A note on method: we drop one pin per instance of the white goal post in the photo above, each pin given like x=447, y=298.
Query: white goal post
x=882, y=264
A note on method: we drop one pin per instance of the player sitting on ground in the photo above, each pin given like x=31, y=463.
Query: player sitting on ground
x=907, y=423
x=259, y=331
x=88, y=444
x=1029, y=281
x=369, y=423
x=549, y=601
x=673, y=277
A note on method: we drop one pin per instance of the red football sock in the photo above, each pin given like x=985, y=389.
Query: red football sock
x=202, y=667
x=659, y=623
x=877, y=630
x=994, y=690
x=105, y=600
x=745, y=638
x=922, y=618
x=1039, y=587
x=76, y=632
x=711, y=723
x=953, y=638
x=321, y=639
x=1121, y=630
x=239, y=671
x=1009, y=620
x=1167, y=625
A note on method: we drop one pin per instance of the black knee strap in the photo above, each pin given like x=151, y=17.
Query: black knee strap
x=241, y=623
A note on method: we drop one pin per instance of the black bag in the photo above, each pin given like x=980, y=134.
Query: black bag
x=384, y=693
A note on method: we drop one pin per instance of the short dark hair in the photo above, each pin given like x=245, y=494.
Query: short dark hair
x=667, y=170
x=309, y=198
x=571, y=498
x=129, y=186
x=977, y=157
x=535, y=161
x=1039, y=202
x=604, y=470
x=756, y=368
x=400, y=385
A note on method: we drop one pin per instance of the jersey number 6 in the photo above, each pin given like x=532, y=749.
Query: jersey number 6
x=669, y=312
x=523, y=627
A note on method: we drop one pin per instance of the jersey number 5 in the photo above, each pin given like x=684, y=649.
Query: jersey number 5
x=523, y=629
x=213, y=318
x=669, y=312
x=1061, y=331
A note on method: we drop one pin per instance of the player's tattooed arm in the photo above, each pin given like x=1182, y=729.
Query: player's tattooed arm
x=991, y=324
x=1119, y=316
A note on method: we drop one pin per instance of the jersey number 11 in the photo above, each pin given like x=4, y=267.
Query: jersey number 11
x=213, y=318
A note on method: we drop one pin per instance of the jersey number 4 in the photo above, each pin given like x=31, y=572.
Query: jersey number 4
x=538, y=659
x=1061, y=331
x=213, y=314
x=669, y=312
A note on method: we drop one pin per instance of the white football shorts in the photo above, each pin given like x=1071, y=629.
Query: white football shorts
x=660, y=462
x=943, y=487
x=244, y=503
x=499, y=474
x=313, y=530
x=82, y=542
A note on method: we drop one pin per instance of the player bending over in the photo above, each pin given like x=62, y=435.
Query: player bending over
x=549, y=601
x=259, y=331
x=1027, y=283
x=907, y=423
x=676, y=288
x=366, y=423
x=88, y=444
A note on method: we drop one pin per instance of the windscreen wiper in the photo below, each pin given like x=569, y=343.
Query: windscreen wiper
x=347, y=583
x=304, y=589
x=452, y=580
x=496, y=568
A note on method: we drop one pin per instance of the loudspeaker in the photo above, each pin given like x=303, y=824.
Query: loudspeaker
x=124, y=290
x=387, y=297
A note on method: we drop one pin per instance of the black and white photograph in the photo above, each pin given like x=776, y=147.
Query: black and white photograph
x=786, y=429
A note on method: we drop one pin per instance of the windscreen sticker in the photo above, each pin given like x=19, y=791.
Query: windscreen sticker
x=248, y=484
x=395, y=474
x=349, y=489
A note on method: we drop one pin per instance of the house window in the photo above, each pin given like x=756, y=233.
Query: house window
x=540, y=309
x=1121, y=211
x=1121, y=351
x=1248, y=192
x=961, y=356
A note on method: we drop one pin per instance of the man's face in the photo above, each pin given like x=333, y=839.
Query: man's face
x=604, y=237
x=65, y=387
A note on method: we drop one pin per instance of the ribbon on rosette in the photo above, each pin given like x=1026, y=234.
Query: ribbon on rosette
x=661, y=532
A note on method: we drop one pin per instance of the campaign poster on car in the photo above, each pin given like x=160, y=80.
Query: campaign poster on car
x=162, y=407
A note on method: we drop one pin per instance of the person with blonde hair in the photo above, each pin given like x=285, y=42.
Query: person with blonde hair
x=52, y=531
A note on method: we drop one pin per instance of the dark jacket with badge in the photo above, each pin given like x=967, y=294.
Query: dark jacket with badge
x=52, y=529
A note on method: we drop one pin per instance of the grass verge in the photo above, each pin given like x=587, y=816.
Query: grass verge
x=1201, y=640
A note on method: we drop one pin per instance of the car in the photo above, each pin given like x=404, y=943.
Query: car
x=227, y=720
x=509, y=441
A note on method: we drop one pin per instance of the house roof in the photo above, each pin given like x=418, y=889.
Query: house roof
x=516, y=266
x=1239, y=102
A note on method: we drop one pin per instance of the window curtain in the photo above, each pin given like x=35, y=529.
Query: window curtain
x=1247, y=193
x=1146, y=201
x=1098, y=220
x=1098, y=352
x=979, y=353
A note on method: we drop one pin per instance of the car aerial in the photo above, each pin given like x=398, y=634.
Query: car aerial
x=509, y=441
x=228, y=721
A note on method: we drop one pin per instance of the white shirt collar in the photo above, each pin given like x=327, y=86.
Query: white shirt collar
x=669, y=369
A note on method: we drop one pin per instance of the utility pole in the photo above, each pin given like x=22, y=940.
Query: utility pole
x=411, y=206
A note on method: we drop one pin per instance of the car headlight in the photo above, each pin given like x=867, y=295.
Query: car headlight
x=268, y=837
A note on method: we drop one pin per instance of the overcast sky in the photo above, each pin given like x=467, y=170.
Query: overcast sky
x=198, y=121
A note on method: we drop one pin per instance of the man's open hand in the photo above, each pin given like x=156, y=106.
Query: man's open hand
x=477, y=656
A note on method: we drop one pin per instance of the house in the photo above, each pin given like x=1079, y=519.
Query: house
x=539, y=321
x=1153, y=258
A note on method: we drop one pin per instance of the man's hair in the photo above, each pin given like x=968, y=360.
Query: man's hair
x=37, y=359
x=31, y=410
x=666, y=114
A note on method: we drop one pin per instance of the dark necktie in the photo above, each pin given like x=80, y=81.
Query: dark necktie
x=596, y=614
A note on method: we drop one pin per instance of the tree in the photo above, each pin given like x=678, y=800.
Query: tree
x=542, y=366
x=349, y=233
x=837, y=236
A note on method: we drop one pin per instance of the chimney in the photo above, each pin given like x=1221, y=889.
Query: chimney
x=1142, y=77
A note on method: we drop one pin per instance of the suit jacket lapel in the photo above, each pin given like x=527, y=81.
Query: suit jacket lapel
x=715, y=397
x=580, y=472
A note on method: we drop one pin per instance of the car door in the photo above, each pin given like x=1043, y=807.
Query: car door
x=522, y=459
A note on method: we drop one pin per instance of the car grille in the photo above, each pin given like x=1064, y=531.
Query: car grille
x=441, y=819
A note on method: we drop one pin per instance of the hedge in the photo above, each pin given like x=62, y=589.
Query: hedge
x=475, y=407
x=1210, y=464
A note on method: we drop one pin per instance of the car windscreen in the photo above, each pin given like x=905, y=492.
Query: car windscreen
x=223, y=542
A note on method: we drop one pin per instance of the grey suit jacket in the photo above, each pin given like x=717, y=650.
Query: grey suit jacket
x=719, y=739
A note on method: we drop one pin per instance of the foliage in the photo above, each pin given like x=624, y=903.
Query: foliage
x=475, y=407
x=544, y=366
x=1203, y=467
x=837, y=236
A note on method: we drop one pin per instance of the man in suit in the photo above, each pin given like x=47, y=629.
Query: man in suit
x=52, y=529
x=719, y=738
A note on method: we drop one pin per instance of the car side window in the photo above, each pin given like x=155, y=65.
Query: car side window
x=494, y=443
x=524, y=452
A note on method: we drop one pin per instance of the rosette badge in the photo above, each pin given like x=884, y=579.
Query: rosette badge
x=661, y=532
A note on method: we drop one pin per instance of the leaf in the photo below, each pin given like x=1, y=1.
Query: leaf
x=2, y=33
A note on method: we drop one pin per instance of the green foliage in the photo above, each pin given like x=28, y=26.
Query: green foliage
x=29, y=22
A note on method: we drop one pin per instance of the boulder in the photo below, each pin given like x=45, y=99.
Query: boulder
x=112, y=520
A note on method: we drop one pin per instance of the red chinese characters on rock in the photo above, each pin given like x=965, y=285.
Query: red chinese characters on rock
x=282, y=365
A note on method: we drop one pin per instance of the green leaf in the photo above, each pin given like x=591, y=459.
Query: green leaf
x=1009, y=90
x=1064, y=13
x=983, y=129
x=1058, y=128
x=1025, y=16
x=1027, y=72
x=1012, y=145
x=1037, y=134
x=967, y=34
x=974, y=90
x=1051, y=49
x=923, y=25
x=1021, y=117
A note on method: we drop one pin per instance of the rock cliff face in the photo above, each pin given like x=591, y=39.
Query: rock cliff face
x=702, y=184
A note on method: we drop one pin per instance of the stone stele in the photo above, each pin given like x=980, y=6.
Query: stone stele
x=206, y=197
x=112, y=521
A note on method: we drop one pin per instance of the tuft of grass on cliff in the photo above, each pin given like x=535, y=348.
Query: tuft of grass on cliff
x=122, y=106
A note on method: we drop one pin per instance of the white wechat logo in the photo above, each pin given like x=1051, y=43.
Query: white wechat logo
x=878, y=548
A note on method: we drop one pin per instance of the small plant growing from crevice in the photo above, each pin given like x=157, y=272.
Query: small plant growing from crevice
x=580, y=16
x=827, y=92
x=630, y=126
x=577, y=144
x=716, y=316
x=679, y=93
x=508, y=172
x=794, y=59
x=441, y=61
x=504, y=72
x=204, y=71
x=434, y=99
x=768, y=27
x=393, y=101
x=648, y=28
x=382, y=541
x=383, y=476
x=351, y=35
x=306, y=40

_ _ _ _ _ _ _

THE REQUEST: Rewrite the items between the lines holding "like x=245, y=494." and "x=400, y=385", inclusive, as a two-column CSV with the headers item_text and item_answer. Give one row per item, and put each value in a single quoted field with its line breaks changed to spaces.

WRITTEN REPLY:
item_text,item_answer
"A note on method: we drop one pin per instance of the short dark hair in the photo above, each pin given like x=245, y=494. Query: short dark hair","x=667, y=170 x=309, y=198 x=571, y=498 x=129, y=186 x=977, y=157 x=535, y=161 x=1039, y=202 x=604, y=470 x=756, y=368 x=400, y=385"